>> start
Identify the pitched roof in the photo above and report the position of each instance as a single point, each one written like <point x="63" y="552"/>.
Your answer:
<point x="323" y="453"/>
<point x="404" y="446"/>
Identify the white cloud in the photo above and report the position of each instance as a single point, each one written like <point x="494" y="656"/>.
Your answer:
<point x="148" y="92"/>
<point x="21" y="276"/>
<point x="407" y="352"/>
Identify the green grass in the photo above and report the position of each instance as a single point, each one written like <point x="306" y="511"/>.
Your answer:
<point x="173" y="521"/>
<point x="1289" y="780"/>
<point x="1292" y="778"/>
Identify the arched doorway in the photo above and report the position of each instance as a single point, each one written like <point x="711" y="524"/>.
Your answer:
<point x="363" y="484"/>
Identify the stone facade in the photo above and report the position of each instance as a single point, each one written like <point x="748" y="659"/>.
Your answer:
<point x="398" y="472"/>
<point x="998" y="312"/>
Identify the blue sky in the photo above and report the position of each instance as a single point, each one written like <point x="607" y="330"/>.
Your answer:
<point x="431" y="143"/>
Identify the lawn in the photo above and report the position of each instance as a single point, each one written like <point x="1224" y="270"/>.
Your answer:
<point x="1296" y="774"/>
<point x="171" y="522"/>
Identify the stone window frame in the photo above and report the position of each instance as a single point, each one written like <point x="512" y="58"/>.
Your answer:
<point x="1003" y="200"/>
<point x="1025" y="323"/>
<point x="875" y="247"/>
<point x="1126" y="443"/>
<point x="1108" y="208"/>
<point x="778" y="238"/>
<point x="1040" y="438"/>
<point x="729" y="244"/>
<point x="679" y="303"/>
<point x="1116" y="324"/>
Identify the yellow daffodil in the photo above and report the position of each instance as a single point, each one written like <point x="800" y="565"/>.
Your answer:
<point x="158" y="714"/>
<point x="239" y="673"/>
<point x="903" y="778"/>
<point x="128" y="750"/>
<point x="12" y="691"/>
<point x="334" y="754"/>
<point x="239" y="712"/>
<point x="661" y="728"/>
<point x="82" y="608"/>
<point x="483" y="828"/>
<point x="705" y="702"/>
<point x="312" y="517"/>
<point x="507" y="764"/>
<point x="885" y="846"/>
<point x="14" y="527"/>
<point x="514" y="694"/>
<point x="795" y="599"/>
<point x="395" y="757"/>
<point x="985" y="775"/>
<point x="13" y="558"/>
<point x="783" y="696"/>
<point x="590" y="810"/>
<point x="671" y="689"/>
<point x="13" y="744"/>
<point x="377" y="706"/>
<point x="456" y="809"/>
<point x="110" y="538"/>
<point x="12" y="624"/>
>> end
» Aim: Restate the listing above word for word.

» Solved exercise:
Identify the pitched roof in the photo above and report the position of each instance as a single point, each one written like <point x="63" y="552"/>.
Your answer:
<point x="323" y="453"/>
<point x="404" y="446"/>
Identify the white cloud in the photo above and report the position of each instance as a single point, each one written like <point x="494" y="656"/>.
Your answer:
<point x="148" y="92"/>
<point x="21" y="276"/>
<point x="407" y="352"/>
Identify the green grass in the photo above and report the position of each instance as a single point, each one written like <point x="306" y="511"/>.
Your answer:
<point x="173" y="521"/>
<point x="1289" y="780"/>
<point x="1292" y="778"/>
Identify the arched doorway in the photo above and report the position of each instance as a single point, each one written like <point x="711" y="524"/>.
Your answer:
<point x="363" y="484"/>
Identify the stone facade in the photo above and report the position of each instance as a single point, each one written like <point x="748" y="659"/>.
Your answer:
<point x="398" y="472"/>
<point x="998" y="312"/>
Identify the blue sky in the photo above and report the position of each instance as a single point, each one written like <point x="607" y="330"/>.
Your answer:
<point x="431" y="143"/>
Identify the lawn in the photo above and report the position of each instance as a single point, each one written like <point x="1224" y="270"/>.
Your answer:
<point x="1296" y="774"/>
<point x="171" y="522"/>
Identify the stone window frame in the photo above and report the position of each instance as a single point, each one written like <point x="512" y="58"/>.
Your answer:
<point x="1003" y="200"/>
<point x="1025" y="323"/>
<point x="875" y="247"/>
<point x="1126" y="443"/>
<point x="1108" y="208"/>
<point x="778" y="238"/>
<point x="1040" y="438"/>
<point x="729" y="244"/>
<point x="679" y="303"/>
<point x="1116" y="324"/>
Identify the yellow daffodil in the photo above and report the position of each instance as a single point, each one written like <point x="800" y="565"/>.
Your answer:
<point x="158" y="714"/>
<point x="239" y="673"/>
<point x="903" y="778"/>
<point x="128" y="750"/>
<point x="12" y="691"/>
<point x="334" y="754"/>
<point x="239" y="712"/>
<point x="661" y="728"/>
<point x="82" y="608"/>
<point x="483" y="828"/>
<point x="705" y="702"/>
<point x="312" y="517"/>
<point x="507" y="764"/>
<point x="885" y="846"/>
<point x="14" y="527"/>
<point x="514" y="694"/>
<point x="795" y="599"/>
<point x="395" y="757"/>
<point x="985" y="775"/>
<point x="13" y="558"/>
<point x="783" y="696"/>
<point x="590" y="810"/>
<point x="671" y="689"/>
<point x="13" y="744"/>
<point x="377" y="706"/>
<point x="456" y="809"/>
<point x="110" y="538"/>
<point x="12" y="624"/>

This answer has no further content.